TASK INSTRUCTIONS >>
Answer these questions from the forum thread on clothing style below:
1. Which shoes does spaekle say they pretty much always wear?
2. What happened to the brush when Arylett Charnoa brushed their hair while it was dry?
3. Which store is Linzys's black blazer-ish jacket from?

PAGE EXCERPT >>
________________
That's how I'm dressing right now anyways.


----------



## spaekle (Aug 28, 2008)

I dunno; I kinda just throw crap that matches well enough on, but there is a common theme in what I shop for. I wear a lot of brown and gray with some army green and blue here and there. In cool/cold weather I always have a jacket (or coat, depending on what's more appropriate) that I wear all day. 

I've recently started wearing lots of button-up shirts with pockets that look kind of like they'd go to military uniforms of some sort. Also blazer-esque things. I pretty much always wear jeans and Converse, and the jeans usually look too big for me because I am short and skinny and they do not make pants that fit me.


----------



## Arylett Charnoa (Aug 28, 2008)

My hair's all crazy and curly and a mess~ So I usually keep the beast in a ponytail. Yes, I call it a "beast", because it cannot be tamed. Once, I was brushing it whilst it was dry... ooh... complete nightmare. The brush got caught and eventually, the bristles broke off. Yeah. I'm never doing that again, obviously. XD

Lots of black and white, hmm~ And red too. I don't have any logos or sayings on my shirts, they're all either plain or have stripes. Also, collars, all of my shirts have collars. Buttoned up to the very top, to keep all the pervy boys from staring at my chest. Sometimes my shirts will be short-sleeved, sometimes long, I alternate between them. And I'll wear blazers/suits too.

For the legs, it's always black/white jeans (never blue, I hate blue jeans.). Skirts are rare though, I only wear them when I feel like it. And if I do wear a skirt, it's not a normal one... oh no... My skirts are VERY long, they cover my feet. As you can see, pretty much the only bit of skin Arylett shows is her face and her hands, sometimes her arms.

Shoes are always socks with sandals. And no, I don't care if you're not supposed to do that. It's comfortable. 

Obviously, I have a rather odd sense of style. (I've been told that my style is "conservative". Hmm, I wouldn't disagree with that.)


----------



## Linzys (Aug 28, 2008)

Head: Short, never all all the way to my shoulders but varying blond hair. I'm planning on getting a pixie cut. Sometimes I wear a wool rainbow striped beanie. :3

Torso: Usually a brightly colored, always fitted, shirt with a picture on it (Stuff like a pink pac-man ghost, caffeine molecule, 'Shut Up And Dance!', etc.). Usually from Hot Topic or something. I also always wear a black blazer-ish jacket from H&M.

Arms: Sleeves? xD;

Legs: Always just a random pair of dark blue jeans. Almost all of mine have acrylic paint stains all over them xD

Feet: Black n' white converse with mismatched ankle socks. :B


----------



## Sketchy Galore (Aug 28, 2008)
________________
SOURCE MATERIAL >>
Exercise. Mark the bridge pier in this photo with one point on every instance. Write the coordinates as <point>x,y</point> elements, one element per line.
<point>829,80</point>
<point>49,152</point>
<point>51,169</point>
________________
FULL SOLUTION >>
1. Converse.
2. The brush got caught, and eventually the bristles broke off.
3. H&M.